Text provided
----------------

3rd Rate Communist Historian Dies

On Monday
evening, the BBC altered its programme schedule to broadcast an
hour-long tribute to an old man who had died aged 95, with fawning
contributions from the likes of historian Simon Schama and Labour
peer Melvyn Bragg.

The next
day, the Left-leaning Guardian filled not only the front page
and the whole of an inside page but also devoted almost its entire
G2 Supplement to the news. The Times devoted a leading article
to the death, and a two-page obituary.

You might
imagine, given all this coverage and the fact that Tony Blair
and Ed Miliband also went out of their way to pay tribute, that
the nation was in mourning. . . .

Hobsbawm
came to Britain as a refugee from Hitler’s Europe before
the war, but, as he said himself, he wished only to mix with intellectuals.
‘I refused all contact with the suburban petit bourgeoisie
which I naturally regarded with contempt.’ Naturally.. .
.

Eric Hobsbawm
took part in one of the most extraordinary conversations ever
on British television. Speaking in 1994 to the author Michael
Ignatieff about the fall of the Berlin Wall five years earlier,
the historian was asked how he felt about his earlier support
for the Soviet Union.

If Communism
had achieved its aims, but at the cost of, say, 15 to 20 million
people – as opposed to the 100million it actually killed
in Russia and China – would Hobsbawm have supported it? His
answer was a single word: ‘Yes’. . . .

----------------

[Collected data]

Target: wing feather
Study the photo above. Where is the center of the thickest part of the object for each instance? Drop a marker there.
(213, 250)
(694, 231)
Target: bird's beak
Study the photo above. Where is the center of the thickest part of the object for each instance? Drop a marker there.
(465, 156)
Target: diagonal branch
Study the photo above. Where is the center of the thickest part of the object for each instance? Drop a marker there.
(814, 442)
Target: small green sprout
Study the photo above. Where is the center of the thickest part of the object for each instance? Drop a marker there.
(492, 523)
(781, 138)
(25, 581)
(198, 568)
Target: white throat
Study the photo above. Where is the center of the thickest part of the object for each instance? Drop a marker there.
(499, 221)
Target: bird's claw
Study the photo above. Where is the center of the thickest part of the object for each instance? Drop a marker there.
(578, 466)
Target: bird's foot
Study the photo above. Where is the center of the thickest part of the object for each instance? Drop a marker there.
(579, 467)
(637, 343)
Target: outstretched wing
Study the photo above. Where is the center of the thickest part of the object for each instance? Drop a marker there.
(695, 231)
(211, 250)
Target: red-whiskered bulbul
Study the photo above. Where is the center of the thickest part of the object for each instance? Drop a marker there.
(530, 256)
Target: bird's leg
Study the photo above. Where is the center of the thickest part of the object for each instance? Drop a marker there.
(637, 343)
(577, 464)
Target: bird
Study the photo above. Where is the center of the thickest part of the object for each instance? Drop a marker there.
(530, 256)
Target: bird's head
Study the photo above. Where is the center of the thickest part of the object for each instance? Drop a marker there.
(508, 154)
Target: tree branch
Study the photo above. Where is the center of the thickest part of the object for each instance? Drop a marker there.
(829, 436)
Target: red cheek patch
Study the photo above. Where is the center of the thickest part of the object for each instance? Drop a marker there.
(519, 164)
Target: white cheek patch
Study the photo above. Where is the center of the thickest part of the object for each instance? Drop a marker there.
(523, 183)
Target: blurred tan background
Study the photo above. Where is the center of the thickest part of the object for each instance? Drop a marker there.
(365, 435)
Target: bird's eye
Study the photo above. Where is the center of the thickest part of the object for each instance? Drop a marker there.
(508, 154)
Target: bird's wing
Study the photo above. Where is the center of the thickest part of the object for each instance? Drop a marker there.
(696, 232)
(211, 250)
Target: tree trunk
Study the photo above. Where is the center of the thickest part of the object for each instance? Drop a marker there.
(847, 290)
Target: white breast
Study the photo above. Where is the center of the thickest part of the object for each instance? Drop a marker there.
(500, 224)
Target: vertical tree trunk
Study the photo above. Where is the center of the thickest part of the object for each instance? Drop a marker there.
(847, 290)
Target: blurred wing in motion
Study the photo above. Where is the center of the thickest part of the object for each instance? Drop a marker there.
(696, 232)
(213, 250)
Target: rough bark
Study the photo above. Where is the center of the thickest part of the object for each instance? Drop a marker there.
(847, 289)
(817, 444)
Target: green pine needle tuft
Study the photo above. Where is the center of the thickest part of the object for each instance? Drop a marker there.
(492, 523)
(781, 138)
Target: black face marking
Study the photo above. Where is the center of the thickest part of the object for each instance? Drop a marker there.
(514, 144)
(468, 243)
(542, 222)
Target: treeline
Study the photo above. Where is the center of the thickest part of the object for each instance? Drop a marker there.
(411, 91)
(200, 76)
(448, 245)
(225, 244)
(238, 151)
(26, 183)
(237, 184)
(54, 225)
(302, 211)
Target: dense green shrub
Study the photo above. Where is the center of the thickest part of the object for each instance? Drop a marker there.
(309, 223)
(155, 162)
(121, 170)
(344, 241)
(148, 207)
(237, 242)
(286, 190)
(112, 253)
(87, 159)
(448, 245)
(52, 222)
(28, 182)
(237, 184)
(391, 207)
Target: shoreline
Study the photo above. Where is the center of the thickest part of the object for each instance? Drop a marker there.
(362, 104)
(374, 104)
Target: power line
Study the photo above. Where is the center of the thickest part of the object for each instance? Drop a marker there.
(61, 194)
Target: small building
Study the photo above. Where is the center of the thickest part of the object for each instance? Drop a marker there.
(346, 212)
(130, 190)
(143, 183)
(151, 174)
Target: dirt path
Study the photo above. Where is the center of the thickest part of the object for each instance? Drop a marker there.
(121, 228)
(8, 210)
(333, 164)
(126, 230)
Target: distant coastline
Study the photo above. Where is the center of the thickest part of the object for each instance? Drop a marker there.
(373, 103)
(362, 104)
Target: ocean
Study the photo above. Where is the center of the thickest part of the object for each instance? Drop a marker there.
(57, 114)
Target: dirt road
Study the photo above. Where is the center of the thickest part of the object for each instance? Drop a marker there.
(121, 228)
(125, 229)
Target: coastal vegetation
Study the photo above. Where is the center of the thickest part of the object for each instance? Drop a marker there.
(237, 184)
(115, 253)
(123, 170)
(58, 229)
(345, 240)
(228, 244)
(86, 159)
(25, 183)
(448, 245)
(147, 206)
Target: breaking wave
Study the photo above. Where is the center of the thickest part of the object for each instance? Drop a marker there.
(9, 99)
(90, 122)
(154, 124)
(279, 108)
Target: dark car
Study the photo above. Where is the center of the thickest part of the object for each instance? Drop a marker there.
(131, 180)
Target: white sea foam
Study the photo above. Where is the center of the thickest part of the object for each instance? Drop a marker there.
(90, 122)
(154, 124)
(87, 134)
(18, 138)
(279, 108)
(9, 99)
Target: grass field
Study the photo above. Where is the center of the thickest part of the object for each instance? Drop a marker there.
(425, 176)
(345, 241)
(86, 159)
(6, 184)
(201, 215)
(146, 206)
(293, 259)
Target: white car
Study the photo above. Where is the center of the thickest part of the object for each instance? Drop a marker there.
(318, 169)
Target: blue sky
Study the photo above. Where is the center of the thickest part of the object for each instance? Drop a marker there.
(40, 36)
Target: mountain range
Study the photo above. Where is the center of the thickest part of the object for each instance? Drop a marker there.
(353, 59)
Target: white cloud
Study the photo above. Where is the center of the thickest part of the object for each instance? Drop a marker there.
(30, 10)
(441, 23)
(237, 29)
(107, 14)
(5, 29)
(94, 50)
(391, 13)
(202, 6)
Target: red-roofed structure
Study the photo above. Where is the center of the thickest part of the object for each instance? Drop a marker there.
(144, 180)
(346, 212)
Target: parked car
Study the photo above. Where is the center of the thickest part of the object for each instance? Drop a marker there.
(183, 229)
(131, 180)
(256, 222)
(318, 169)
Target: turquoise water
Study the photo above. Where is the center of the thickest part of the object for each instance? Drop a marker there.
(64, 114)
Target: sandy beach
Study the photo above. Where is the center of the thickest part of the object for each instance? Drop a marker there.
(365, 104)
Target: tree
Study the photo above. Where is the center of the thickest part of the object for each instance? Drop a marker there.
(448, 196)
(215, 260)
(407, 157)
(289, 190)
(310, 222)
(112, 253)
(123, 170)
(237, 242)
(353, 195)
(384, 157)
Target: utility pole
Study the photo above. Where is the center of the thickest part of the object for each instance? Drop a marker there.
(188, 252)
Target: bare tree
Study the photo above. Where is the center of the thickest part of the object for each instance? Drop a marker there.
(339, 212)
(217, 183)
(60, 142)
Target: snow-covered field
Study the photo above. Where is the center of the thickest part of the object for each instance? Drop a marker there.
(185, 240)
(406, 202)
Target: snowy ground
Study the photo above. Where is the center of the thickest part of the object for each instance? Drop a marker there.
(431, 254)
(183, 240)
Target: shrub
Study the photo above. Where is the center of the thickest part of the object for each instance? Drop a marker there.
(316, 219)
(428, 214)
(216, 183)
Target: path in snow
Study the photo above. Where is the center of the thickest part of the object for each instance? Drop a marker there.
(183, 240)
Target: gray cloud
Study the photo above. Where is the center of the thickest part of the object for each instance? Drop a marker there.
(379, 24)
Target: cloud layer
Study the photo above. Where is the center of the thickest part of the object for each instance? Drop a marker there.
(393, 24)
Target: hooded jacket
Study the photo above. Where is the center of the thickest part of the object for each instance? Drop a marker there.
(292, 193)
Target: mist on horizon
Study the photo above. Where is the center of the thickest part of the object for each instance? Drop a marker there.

----------------

The tasks
A – Answer these questions using the article about historian Eric Hobsbawm's death:
(i) At what age did he die?
(ii) Which newspaper ran a leading article and a two-page obituary?
(iii) In what year did he speak with Michael Ignatieff on television?
B – Write the next few sentences of the article about historian Eric Hobsbawm's death, picking up after its final line.

Task results
A –
(i) 95
(ii) The Times
(iii) 1994

B –
Just imagine
what would happen if some crazed Right-winger were to appear on
BBC and say that the Nazis had been justified in killing six million
Jews in order to achieve their aims. We should be horrified, and
consider that such a person should never be allowed to speak in
public again – or at least until he retracted his repellent
views and admitted that he had been culpably, basely, wrong.

Yet the awful
thing about the phenomenon of Eric Hobsbawm is that the exact
opposite to this is what happened.

He was awarded
a Companion of Honour by Tony Blair – one of the highest
accolades it is possible to bestow upon a British intellectual.
A professor of history, he was regularly lionised on the BBC and
in the liberal newspapers as our ‘greatest’ historian.

It is true
he modified his hard-line support for Stalin and his death-camps
as the years went by. The elderly Hobsbawm was not the same person
who, in 1939, co-wrote a pamphlet defending not only Stalin but
Hitler, too – and justifying the Nazi-Soviet pact to carve
up Poland and dominate Eastern Europe. . . .

What is disgraceful
about the life of Hobsbawm is not so much that he believed this
poisonous codswallop, and propagated it in his lousy books, but
that such a huge swathe of our country’s intelligentsia –
the supposedly respectable media and chattering classes –
bowed down before him and made him their guru. Made him our ‘greatest
historian’.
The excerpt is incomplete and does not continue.